* **LISTED RECORDS**
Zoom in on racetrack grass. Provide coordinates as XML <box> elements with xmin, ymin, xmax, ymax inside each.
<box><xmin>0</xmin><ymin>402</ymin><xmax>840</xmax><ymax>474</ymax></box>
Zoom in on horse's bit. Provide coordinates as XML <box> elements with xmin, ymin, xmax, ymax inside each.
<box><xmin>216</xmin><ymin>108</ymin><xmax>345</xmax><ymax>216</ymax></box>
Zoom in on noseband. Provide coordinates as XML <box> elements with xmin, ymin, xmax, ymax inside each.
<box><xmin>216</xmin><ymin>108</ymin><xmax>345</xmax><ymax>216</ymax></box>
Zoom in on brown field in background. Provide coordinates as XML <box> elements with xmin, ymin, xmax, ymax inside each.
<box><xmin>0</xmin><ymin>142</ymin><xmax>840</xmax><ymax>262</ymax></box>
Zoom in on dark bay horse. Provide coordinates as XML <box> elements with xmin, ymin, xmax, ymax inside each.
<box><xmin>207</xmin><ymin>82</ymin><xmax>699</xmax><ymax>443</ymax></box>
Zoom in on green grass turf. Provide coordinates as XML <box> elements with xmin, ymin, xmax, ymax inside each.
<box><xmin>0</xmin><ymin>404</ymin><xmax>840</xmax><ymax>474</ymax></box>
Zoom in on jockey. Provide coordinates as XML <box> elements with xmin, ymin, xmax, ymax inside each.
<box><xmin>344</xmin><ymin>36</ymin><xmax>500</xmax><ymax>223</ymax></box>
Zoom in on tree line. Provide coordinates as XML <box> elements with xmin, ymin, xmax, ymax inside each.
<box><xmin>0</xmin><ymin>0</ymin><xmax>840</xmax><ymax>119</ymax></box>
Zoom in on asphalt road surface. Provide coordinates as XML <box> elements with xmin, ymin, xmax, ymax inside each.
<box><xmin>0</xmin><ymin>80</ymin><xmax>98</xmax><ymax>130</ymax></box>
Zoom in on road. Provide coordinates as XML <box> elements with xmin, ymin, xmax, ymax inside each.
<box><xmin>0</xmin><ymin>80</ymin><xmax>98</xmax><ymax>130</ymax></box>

* **DIRECTIVE**
Rewrite the entries above as a JSON list of strings, one string per line, leaving out any blank lines.

* **TASK OUTPUT**
[
  "Zoom in on racetrack grass. Provide coordinates as XML <box> elements with xmin, ymin, xmax, ymax inside each.",
  "<box><xmin>0</xmin><ymin>402</ymin><xmax>840</xmax><ymax>474</ymax></box>",
  "Zoom in on horse's bit. Provide coordinates as XML <box> elements with xmin, ymin, xmax, ymax inside each.",
  "<box><xmin>216</xmin><ymin>108</ymin><xmax>345</xmax><ymax>216</ymax></box>",
  "Zoom in on noseband. Provide coordinates as XML <box> elements with xmin, ymin, xmax, ymax inside each.",
  "<box><xmin>216</xmin><ymin>108</ymin><xmax>345</xmax><ymax>216</ymax></box>",
  "Zoom in on brown field in background. Provide coordinates as XML <box> elements with xmin, ymin, xmax, ymax inside each.",
  "<box><xmin>0</xmin><ymin>142</ymin><xmax>840</xmax><ymax>262</ymax></box>",
  "Zoom in on dark bay horse. Provide coordinates as XML <box> elements with xmin, ymin, xmax, ymax inside each.",
  "<box><xmin>207</xmin><ymin>82</ymin><xmax>699</xmax><ymax>443</ymax></box>",
  "Zoom in on green grass turf. Provide coordinates as XML <box> elements with xmin, ymin, xmax, ymax inside each.",
  "<box><xmin>0</xmin><ymin>404</ymin><xmax>840</xmax><ymax>474</ymax></box>",
  "Zoom in on jockey. Provide coordinates as XML <box> elements with xmin, ymin, xmax, ymax inside each.",
  "<box><xmin>344</xmin><ymin>36</ymin><xmax>500</xmax><ymax>223</ymax></box>",
  "Zoom in on tree line. Provide coordinates as XML <box> elements with xmin, ymin, xmax, ymax inside each.",
  "<box><xmin>0</xmin><ymin>0</ymin><xmax>840</xmax><ymax>119</ymax></box>",
  "Zoom in on asphalt road surface. Provide coordinates as XML <box> elements with xmin, ymin, xmax, ymax inside each.",
  "<box><xmin>0</xmin><ymin>80</ymin><xmax>98</xmax><ymax>130</ymax></box>",
  "Zoom in on road. Provide coordinates as XML <box> elements with xmin, ymin, xmax, ymax inside each.",
  "<box><xmin>0</xmin><ymin>80</ymin><xmax>98</xmax><ymax>130</ymax></box>"
]